Given passage ->
- Opening Delimiter -

WhySharksMatter is claiming in this ethical debate that North Atlantic Right Whales, one of the most endangered animals on Earth, are going to go extinct whether or not we help them, and therefore we should stop wasting so much of the environmental movement's limited resources on protecting them.
"For the sake of this debate, I will concede the following points (i.e. there is no need to debate them any further).
* Right whales are a unique and interesting animal. They, like us, are mammals.
* Without our protection, they will certainly go extinct
* It is undeniably, 100% our fault that they are so endangered in the first place"
From the Upcoming ueue, submitted by whysharksmatter.
Yes, we should.
sm.
I think we should save them if we can, because they are a unique and incredible animal. Isn't that enough reason?
Taken from Wikipedia:
400 to 450 North Atlantic Right Whales live in the North Atlantic;
50-100 North Pacific Right Whales live in the eastern North Pacific and perhaps 200-300 more in the Sea of Okhotsk;
12,000 Southern Right Whales are spread throughout the southern part of the Southern Hemisphere;
9,000–10,000 Bowhead Whales (Aka Greenland Right Whale) are distributed entirely in the Arctic Ocean and sub-polar seas.
There will still be Right whales out there, if the North Atlantic Right Whales disapear. Save their genetic information as best we can, and salute them goodbye, IMO.

- Closing Delimiter -

Work instruction A -> According to the right whale debate, how many North Atlantic Right Whales live in the North Atlantic?
Work instruction B -> Please carry on the right whale debate from its last line.
The rows that come next have no connection to the right whale debate.

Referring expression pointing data

- Opening Delimiter -

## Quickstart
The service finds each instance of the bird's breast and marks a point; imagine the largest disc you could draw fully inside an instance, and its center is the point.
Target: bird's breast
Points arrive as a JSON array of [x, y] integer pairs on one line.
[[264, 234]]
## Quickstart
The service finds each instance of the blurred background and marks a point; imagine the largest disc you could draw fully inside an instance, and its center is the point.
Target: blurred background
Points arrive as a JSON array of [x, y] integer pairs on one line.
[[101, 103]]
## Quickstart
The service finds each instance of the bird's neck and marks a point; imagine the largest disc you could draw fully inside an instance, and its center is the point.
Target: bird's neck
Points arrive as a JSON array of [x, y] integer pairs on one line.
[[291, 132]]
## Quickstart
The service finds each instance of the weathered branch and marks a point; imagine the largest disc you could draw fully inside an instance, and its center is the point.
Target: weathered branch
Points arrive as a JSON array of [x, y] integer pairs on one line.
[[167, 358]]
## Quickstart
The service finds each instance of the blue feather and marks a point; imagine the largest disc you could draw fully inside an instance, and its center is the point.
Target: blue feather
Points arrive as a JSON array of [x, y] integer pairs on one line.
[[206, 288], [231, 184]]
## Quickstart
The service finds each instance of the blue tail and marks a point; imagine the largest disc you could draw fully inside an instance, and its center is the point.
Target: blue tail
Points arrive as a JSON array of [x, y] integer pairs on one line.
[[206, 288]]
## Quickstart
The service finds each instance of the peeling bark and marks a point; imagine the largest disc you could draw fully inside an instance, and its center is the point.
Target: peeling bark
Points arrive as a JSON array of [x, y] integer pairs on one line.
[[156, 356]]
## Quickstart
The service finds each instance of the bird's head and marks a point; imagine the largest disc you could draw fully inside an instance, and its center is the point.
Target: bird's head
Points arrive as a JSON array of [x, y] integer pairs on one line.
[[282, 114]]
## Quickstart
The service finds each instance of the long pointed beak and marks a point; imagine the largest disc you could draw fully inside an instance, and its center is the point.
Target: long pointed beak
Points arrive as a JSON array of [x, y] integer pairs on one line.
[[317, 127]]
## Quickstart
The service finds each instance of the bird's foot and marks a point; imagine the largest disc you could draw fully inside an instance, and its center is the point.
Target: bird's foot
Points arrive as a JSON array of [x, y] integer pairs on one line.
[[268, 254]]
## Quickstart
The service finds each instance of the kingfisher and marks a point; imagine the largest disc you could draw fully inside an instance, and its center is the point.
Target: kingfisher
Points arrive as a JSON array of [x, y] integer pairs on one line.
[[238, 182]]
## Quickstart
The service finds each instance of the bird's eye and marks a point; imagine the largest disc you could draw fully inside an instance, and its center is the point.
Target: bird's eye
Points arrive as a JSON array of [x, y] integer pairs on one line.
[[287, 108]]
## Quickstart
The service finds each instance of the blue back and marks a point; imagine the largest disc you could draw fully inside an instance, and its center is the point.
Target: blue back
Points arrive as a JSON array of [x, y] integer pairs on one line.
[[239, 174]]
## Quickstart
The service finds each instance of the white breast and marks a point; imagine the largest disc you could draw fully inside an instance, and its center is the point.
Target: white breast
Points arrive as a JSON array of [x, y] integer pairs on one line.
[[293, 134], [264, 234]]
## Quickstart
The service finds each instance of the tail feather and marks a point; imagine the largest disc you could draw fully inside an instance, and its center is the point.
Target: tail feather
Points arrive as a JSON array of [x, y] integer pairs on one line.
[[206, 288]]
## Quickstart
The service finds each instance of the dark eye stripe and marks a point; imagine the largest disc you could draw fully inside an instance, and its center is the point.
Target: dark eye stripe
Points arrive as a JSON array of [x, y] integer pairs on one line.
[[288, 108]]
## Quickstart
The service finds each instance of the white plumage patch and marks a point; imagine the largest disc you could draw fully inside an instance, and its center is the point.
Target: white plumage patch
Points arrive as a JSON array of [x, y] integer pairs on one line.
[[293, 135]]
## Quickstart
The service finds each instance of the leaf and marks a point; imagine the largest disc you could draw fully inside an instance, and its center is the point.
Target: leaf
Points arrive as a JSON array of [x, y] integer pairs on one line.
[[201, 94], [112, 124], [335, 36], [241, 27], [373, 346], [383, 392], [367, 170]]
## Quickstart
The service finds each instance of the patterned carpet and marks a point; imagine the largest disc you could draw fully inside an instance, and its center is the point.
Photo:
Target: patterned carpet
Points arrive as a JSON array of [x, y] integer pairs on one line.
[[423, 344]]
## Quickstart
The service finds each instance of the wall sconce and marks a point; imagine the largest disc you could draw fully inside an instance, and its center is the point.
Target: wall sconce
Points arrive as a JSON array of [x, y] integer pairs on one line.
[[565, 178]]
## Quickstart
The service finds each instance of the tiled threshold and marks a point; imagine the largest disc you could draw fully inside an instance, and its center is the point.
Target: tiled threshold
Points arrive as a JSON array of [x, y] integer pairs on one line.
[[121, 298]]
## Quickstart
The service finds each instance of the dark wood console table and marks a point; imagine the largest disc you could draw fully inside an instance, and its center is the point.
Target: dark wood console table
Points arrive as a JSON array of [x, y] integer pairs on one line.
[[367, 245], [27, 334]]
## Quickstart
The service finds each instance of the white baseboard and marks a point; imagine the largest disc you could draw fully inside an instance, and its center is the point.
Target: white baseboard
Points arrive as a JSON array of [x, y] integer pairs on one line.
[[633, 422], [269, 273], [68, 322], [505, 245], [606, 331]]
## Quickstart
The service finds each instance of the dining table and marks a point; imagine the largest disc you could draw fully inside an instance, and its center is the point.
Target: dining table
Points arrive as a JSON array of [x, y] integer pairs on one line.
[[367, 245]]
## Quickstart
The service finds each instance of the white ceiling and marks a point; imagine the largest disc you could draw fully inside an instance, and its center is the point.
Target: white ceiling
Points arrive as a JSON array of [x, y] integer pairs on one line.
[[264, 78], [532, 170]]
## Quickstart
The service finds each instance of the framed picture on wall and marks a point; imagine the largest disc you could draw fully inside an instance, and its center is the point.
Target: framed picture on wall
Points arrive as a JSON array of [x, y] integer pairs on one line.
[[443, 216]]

- Closing Delimiter -

Answer area A -> 400 to 450

Answer area B ->
If a species is going extinct naturally, then we should let it die out – as attempting to stave off extinction of such a thing is as damaging to the natural order of things as killing off a species that is not dying out naturally.
Adaption tends to take little time as it is a change in populations actions. ( that is: Colonialist adapted to the new england climate in a generation, by changing their actions)
Evolution takes generations and depends on the speed at which a species generates new generations. So ecoli will evolve faster than a Right Whale.
@drake123
I don't think it's possible to say how we would have turned out if we imposed current policies and ideals on our past selves. One could argue if we had the feelings toward the whale as we do now we wouldn't have had appropriate lubrication for motors that drove the industrial revolution. But one could also argue that human are highly inventive and they would have developed other lubrication.
Conservation is the ultimate conservatism.